• [Texte du document]:
»»
Comme nous l’avons constaté précédemment, par sa diversité géographique, la langue portugaise du monde lusophone a reçu de nombreuses influences des peuples conquis pendant la période coloniale. Ces substrats linguistiques, à savoir les éléments de la langue d’un peuple autochtone, qui ont pénétré la langue portugaise à la suite de l’adoption de celle-ci par les peuples en question, sont repérables dans les régions concernées, que ce soit en Afrique, en Amérique ou en Asie et même au Portugal. Dans ce cadre Paul Teyssier souligne que :

Conseqüências dos Descobrimentos na língua.

Foi no vocabulário que as conseqüências se revelaram maiores. O português europeu recebeu da África e da Asia, e depois do Brasil, um certo número de palavras exóticas, algumas das quais passarão, por seu intermédio, a outras línguas européias23.

Par ailleurs, Celso Cunha affirme qu’ » une langue historique n’est pas un système linguistique unitaire, mais un ensemble de systèmes linguistiques, c’est-à-dire, un diassystème, dans lequel sont imbriqués divers systèmes et sous-systèmes »24. Ainsi, le linguiste explicite qu’il n’existe pas de relation de supériorité ou d’infériorité entre les différentes normes ou variations linguistiques qui sont inhérentes à n’importe quelle langue. Pour l’auteur de la Nova gramática do português contemporâneo une langue présente des variations diatopiques (différences selon l’espace géographique), diastrastiques (différences selon le milieu socio-culturel) et diafasiques (langue parlée, langue écrite, langue littéraire). Tout en respectant les particularités linguistiques de la norme portugaise et de la norme du Brésil qui régissent le monde lusophone, il défend également l’unité de la langue.

Celso Cunha se situait ainsi à mi-chemin entre les conservateurs puristes de la langue et les crispations nationalistes.

C’est dans ce sens que doit être considéré l’enseignement du portugais en France et c’est bien ce chemin de la diversité dans l’unité et de l’unité dans la diversité que nous nous sommes proposés d’emprunter sur le terrain.

L’enseignement du PLE dans l’enseignement supérieur s’adresse non seulement aux étudiants français et étrangers mais également aux étudiants d’origine franco-portugaise ou franco-brésilienne. Deux normes y sont enseignées : la portugaise et la brésilienne.
««
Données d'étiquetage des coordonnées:
»»
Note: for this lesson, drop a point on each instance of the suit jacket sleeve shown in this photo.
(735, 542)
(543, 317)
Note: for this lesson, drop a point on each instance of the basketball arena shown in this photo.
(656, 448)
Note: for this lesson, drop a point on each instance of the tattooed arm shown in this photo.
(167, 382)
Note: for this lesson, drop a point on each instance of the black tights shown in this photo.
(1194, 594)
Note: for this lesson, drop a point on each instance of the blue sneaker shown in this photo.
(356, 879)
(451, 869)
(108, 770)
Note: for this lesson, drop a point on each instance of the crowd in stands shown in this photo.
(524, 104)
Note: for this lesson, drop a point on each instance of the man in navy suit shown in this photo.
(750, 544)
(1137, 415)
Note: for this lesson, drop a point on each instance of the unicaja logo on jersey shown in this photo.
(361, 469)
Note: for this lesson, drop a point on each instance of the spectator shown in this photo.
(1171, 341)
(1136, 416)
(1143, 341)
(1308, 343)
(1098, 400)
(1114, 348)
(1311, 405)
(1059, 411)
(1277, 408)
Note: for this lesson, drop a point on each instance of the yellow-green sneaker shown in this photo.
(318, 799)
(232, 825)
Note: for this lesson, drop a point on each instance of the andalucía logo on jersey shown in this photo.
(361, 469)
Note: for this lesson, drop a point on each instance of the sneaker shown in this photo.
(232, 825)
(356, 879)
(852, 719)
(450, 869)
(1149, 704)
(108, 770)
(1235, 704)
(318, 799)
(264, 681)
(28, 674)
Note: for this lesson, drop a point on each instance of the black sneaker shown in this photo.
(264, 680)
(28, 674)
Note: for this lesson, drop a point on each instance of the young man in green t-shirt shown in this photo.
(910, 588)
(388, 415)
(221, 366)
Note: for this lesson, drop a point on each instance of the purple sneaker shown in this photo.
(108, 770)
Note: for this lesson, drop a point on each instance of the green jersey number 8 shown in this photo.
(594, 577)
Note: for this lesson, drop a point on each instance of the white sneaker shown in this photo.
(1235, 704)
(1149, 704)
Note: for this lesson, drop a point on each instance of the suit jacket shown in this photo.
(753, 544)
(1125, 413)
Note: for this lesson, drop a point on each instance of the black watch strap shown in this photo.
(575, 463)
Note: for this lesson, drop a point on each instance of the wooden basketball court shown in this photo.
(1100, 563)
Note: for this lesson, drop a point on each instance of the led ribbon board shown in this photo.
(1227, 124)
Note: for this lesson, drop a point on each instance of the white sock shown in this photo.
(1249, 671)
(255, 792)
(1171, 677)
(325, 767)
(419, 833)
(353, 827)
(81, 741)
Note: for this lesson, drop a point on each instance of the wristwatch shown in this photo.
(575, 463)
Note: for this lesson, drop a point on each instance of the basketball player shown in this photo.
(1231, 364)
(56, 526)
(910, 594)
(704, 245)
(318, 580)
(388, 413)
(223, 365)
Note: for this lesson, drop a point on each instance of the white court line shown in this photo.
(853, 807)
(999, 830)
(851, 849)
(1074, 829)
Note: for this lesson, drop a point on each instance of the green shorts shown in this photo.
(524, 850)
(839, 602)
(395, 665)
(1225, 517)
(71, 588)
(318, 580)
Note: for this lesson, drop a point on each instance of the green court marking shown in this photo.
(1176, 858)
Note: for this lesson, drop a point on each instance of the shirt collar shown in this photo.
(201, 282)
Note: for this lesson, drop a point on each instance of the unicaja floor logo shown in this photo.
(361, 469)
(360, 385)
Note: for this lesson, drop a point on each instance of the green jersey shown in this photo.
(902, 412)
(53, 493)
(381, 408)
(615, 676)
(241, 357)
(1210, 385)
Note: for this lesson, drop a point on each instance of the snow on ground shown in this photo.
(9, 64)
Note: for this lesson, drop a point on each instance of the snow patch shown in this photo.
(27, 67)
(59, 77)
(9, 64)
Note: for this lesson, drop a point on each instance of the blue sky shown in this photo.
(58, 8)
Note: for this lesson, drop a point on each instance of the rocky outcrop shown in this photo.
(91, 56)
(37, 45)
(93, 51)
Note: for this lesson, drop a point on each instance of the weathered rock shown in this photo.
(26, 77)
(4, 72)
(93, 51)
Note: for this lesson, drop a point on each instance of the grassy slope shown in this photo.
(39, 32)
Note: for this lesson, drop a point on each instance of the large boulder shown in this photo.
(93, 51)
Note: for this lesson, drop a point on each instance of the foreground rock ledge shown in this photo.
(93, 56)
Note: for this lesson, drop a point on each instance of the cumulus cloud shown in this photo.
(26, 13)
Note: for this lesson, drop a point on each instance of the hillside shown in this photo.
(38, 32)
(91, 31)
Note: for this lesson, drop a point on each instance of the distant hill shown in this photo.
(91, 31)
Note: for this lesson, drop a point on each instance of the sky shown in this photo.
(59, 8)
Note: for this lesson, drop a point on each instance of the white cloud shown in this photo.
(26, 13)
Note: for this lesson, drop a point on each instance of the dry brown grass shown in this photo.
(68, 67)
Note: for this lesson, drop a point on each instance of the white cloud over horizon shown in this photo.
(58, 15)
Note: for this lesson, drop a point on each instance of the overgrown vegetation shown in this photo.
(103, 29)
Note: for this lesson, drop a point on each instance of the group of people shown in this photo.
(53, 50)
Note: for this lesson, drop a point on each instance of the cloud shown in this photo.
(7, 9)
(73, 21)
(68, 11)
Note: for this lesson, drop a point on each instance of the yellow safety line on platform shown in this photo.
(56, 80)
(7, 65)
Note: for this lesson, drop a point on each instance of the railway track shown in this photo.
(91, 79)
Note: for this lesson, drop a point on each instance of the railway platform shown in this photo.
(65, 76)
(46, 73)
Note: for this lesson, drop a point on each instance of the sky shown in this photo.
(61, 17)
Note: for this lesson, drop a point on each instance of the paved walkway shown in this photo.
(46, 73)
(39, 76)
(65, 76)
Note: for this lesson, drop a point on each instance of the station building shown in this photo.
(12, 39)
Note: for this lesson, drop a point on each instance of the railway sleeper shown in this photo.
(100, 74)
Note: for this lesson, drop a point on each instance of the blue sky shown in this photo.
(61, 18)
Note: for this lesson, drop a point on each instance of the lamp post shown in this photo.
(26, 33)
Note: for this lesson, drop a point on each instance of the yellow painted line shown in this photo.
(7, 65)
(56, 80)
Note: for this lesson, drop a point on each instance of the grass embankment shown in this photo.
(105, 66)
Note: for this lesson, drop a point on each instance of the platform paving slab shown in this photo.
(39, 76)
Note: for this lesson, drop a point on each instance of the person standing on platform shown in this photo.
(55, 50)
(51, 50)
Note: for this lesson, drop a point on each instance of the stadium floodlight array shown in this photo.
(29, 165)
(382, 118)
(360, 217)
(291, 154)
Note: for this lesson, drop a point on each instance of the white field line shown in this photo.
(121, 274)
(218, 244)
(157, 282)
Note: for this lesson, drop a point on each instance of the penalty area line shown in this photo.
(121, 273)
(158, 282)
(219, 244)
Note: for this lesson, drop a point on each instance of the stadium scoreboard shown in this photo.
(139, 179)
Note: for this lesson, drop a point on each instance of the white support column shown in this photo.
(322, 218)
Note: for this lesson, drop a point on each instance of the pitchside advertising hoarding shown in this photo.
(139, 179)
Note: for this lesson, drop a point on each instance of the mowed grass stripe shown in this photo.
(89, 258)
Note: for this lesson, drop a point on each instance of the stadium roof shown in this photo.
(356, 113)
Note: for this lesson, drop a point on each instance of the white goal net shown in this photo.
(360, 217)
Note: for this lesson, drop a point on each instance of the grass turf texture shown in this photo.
««
• [Votre objectif]: D'après le texte sur la langue portugaise, quelles sont les deux normes enseignées dans le cadre du PLE dans l'enseignement supérieur ? Répondez en une phrase, s'il vous plaît.

• [Réponse attendue]: Les deux normes enseignées sont la norme portugaise et la norme brésilienne.